##### Input rows
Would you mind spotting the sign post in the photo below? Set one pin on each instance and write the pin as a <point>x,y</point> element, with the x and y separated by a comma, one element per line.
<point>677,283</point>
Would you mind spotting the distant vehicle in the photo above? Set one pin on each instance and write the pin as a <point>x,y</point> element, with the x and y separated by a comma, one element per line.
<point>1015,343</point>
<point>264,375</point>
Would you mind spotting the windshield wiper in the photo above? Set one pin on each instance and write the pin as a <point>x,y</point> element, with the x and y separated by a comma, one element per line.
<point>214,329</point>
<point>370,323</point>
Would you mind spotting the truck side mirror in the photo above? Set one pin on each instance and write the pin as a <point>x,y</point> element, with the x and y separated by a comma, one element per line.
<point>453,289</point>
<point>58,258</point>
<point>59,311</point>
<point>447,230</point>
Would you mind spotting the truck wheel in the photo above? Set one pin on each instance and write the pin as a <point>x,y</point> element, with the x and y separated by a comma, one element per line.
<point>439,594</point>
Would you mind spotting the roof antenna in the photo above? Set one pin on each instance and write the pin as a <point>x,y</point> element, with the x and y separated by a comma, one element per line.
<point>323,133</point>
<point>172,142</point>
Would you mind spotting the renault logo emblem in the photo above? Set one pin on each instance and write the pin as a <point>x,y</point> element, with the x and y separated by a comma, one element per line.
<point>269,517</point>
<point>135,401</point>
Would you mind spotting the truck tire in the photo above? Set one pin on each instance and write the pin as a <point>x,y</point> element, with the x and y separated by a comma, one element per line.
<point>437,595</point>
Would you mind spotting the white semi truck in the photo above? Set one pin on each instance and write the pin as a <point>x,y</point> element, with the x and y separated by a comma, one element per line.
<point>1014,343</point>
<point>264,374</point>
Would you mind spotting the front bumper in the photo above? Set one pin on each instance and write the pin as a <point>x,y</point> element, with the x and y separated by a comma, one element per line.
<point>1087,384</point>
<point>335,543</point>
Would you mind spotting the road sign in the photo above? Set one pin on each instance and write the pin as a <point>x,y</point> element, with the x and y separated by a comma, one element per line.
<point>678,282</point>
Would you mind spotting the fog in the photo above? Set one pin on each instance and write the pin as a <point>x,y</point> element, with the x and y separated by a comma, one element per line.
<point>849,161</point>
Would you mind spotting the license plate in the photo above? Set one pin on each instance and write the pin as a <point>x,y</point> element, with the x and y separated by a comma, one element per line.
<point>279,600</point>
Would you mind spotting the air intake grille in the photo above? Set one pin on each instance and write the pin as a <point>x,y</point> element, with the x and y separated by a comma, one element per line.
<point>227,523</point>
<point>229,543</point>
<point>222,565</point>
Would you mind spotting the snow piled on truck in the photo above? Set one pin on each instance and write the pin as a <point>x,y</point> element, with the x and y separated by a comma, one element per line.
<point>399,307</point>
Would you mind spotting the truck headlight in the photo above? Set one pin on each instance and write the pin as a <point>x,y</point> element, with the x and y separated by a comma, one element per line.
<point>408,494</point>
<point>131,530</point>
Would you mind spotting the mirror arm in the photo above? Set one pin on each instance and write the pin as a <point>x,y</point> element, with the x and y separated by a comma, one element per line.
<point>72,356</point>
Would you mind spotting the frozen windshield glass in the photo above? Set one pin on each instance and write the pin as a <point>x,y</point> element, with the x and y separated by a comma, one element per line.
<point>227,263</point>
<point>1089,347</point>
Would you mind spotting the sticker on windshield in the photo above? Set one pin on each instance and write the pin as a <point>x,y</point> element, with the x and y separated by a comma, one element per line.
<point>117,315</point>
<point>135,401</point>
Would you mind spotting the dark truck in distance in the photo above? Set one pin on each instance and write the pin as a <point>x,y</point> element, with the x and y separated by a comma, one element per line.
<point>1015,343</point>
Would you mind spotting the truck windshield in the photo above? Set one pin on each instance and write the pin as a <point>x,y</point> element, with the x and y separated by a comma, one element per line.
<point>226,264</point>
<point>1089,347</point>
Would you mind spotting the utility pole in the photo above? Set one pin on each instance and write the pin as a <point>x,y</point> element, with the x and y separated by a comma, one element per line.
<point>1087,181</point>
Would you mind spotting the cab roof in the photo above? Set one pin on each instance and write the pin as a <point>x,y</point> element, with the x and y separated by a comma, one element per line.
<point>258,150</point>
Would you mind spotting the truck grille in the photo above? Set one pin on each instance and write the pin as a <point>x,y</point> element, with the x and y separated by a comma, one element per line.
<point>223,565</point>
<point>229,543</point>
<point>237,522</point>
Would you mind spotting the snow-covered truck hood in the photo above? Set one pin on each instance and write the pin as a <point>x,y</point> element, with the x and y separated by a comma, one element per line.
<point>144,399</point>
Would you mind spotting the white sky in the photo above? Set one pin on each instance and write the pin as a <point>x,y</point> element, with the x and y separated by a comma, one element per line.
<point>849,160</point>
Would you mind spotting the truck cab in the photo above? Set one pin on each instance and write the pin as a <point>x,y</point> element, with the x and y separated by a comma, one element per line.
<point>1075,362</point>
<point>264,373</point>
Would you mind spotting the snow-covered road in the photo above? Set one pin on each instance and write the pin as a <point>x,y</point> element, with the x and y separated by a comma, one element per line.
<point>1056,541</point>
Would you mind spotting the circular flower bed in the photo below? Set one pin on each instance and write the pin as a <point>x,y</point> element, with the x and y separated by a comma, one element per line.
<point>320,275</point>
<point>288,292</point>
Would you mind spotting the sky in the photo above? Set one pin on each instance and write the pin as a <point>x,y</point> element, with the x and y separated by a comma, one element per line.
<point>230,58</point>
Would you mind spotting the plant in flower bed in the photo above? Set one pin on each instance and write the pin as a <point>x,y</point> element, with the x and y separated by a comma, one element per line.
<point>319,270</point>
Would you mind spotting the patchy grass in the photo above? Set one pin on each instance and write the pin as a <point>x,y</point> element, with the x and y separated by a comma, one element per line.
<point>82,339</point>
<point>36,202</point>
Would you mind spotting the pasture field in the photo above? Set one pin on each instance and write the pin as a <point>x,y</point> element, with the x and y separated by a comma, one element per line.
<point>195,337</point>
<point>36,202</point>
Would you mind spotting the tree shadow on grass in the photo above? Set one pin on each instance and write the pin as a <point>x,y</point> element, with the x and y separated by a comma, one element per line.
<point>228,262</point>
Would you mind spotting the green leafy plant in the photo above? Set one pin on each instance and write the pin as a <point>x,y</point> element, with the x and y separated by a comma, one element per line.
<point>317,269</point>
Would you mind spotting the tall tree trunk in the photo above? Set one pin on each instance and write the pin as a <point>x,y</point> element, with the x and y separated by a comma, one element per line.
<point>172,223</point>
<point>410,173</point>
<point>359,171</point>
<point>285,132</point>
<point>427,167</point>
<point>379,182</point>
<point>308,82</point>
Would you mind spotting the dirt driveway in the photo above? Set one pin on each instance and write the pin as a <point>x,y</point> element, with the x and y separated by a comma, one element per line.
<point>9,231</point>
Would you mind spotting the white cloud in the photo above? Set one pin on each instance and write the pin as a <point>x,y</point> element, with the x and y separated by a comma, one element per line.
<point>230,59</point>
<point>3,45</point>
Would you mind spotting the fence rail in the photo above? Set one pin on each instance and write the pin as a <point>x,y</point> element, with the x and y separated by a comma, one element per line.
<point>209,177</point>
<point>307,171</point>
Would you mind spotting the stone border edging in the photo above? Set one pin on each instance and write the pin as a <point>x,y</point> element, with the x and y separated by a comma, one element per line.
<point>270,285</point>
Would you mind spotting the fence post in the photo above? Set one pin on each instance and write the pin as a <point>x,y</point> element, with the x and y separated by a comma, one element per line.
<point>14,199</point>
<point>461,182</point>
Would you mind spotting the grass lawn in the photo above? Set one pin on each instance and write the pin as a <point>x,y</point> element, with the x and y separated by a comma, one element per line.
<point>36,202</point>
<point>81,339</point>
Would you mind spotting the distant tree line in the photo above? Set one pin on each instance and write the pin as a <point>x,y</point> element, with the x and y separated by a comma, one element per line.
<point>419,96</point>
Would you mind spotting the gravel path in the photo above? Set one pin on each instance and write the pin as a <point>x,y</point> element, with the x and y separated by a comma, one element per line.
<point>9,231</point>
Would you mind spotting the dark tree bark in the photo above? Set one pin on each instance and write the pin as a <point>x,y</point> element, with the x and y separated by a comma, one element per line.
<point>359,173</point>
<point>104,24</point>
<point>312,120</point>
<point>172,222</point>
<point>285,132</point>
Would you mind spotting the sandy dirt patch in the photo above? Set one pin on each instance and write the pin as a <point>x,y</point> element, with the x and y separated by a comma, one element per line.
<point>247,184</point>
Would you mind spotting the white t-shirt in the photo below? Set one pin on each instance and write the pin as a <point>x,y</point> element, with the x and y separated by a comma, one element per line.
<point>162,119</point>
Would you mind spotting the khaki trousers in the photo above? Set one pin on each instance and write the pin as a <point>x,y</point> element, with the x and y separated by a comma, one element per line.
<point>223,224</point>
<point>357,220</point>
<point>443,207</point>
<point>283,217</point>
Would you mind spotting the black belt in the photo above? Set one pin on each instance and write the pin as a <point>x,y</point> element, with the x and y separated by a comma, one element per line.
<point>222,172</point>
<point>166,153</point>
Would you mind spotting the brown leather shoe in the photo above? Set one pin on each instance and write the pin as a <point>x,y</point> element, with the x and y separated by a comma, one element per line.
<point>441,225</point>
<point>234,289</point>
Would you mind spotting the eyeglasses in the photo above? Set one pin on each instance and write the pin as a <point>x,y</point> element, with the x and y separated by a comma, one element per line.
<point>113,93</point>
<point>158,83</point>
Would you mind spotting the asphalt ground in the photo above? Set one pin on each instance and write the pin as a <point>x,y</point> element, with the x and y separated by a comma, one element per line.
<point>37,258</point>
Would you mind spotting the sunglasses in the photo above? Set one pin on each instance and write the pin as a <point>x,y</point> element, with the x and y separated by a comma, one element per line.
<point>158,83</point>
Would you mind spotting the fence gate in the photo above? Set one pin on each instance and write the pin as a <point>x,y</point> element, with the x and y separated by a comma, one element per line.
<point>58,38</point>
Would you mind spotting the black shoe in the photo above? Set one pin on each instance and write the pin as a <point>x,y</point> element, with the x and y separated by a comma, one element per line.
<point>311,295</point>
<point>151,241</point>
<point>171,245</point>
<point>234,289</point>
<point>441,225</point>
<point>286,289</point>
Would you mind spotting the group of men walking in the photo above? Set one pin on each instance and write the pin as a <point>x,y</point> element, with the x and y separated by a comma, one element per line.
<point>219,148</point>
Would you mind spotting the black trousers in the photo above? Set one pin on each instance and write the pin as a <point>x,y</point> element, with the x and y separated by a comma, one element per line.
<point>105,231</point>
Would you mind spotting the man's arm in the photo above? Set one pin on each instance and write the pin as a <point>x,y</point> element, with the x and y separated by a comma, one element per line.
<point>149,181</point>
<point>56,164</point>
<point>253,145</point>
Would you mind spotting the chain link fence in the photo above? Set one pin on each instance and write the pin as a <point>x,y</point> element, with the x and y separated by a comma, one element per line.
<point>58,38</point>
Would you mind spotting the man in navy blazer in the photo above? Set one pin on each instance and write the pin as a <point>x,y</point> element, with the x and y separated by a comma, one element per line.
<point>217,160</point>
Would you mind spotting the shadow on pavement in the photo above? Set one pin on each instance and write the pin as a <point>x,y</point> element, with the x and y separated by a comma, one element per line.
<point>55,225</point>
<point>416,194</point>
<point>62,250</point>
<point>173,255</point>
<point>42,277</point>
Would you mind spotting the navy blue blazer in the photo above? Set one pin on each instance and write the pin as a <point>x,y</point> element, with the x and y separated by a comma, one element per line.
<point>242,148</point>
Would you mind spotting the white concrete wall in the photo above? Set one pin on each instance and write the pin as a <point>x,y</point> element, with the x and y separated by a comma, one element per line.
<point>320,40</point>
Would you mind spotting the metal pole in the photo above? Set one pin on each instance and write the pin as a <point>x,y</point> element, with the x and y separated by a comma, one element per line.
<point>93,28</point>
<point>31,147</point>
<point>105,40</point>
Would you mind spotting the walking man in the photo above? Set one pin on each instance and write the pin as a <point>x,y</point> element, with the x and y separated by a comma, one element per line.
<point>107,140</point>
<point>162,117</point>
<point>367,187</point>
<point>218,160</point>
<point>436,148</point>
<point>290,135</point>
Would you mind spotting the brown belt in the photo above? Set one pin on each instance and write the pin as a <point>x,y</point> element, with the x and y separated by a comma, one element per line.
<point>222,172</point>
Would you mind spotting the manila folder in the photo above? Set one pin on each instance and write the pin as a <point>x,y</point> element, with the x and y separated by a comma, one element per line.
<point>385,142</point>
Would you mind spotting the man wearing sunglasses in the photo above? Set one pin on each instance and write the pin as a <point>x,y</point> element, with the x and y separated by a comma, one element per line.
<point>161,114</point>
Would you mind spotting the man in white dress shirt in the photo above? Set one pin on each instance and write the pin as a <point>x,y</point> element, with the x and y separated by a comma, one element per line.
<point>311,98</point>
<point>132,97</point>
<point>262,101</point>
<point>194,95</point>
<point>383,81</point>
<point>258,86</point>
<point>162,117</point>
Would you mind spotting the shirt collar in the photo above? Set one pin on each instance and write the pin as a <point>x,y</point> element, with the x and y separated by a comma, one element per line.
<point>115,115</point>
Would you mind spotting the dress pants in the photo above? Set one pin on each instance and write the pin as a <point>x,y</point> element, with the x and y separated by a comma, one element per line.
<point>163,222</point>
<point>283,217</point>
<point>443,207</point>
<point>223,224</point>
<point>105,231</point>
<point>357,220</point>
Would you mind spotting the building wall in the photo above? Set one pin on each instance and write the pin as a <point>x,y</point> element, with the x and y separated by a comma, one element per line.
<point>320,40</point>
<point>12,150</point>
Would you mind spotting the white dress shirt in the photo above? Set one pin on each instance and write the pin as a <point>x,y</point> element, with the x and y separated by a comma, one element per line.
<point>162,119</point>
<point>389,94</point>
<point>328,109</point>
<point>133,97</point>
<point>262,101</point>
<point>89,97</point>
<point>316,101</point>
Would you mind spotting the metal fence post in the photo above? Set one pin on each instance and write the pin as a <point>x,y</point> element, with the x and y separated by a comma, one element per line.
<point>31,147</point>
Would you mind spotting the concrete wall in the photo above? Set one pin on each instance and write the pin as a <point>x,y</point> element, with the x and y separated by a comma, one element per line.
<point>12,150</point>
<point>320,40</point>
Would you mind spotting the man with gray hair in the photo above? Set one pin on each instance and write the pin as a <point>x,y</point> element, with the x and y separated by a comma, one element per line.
##########
**The task**
Set out the lines above as a Markdown table with the columns Row and Text, numbering each row and leaving out blank lines. Begin at the first line and stop after the line that contains "<point>370,323</point>".

**Problem solution**
| Row | Text |
|---|---|
| 1 | Would you mind spotting the sign post in the photo below? Set one pin on each instance and write the pin as a <point>x,y</point> element, with the x and y separated by a comma, one element per line. |
| 2 | <point>677,283</point> |
| 3 | Would you mind spotting the distant vehicle in the photo above? Set one pin on each instance and write the pin as a <point>x,y</point> element, with the x and y separated by a comma, one element per line. |
| 4 | <point>1015,343</point> |
| 5 | <point>264,375</point> |
| 6 | Would you mind spotting the windshield wiper in the photo above? Set one pin on each instance and write the pin as a <point>x,y</point> element, with the x and y separated by a comma, one element per line. |
| 7 | <point>214,329</point> |
| 8 | <point>370,323</point> |